| APPLY WHAT YOU READ |
- a) Answer these three questions about the passage on deciding whether to use ML, one per line:
(i) Which three things must be shown to be connected before tuning a model?
(ii) What does the support team use today to route tickets?
(iii) According to the passage, why do teams often justify ML?
- b) From the passage on deciding whether to use ML, list every condition that must be true to use ML.
- c) Print everything in the passage on deciding whether to use ML from "Before committing to" down to "justify the complexity.".

| PASSAGE PROVIDED |
━━━━━━━━━━━━━━━━

This is why the framing stack matters. Before you tune a model, you need to prove that the prediction, the policy, and the KPI are actually connected.

Should you use ML at all?
Before committing to a build, the first honest question is whether ML is the right tool. The answer is often no, and realizing that early is not a failure. It is good engineering.
Use ML when all of these are true:
- The pattern is too complex or too brittle for explicit rules
- The task repeats at enough scale to justify the system overhead
- Data exists, or there is a credible path to create it
- Errors can be tolerated, contained, or reviewed
- Patterns evolve at a rate that makes rule maintenance impractical
Do not use ML when rules or simple heuristics already work well, when data is weak or blocked, when errors are catastrophic and cannot be contained, or when the maintenance economics do not justify the complexity.
A fast decision sequence: first, name the non-ML baseline (rules, search, manual review, simple statistics). Then identify whether the decision repeats often enough for ML gains to compound. Then price the error cost: what does a false positive or false negative actually cost? Then confirm that the features and labels you need actually exist at serving time.
Teams often justify ML because the problem feels sophisticated. "Interesting" is not a product requirement.
Think about it: A support team wants to route incoming tickets faster. Today they use forms, routing rules, and a small manual triage group. Should they use ML now, later, or not at all? Write your answer in three parts: (1) what baseline you would compare against, (2) one reason ML might help, (3) one reason rules might still be the better decision.

━━━━━━━━━━━━━━━━

| EXCERPTED RECORDS |
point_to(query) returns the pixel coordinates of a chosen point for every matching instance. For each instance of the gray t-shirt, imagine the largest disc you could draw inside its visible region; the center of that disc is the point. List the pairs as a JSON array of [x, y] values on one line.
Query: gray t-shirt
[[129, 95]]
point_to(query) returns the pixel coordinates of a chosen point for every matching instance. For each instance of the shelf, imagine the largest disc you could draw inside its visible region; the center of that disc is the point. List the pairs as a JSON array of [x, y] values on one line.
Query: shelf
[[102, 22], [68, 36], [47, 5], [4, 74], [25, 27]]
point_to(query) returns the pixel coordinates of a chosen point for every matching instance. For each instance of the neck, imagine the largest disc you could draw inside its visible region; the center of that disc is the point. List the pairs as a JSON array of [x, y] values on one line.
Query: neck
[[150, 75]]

━━━━━━━━━━━━━━━━

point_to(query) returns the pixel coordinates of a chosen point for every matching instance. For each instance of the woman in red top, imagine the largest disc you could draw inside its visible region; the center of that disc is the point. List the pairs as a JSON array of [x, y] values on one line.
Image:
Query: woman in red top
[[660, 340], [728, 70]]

━━━━━━━━━━━━━━━━

| SOLUTIONS TO THE PROBLEMS |
- a)
(i) The prediction, the policy, and the KPI.
(ii) Forms, routing rules, and a small manual triage group.
(iii) Because the problem feels sophisticated.

- b)
- The pattern is too complex or too brittle for explicit rules
- The task repeats at enough scale to justify the system overhead
- Data exists, or there is a credible path to create it
- Errors can be tolerated, contained, or reviewed
- Patterns evolve at a rate that makes rule maintenance impractical

- c)
Before committing to a build, the first honest question is whether ML is the right tool. The answer is often no, and realizing that early is not a failure. It is good engineering.
Use ML when all of these are true:
- The pattern is too complex or too brittle for explicit rules
- The task repeats at enough scale to justify the system overhead
- Data exists, or there is a credible path to create it
- Errors can be tolerated, contained, or reviewed
- Patterns evolve at a rate that makes rule maintenance impractical
Do not use ML when rules or simple heuristics already work well, when data is weak or blocked, when errors are catastrophic and cannot be contained, or when the maintenance economics do not justify the complexity.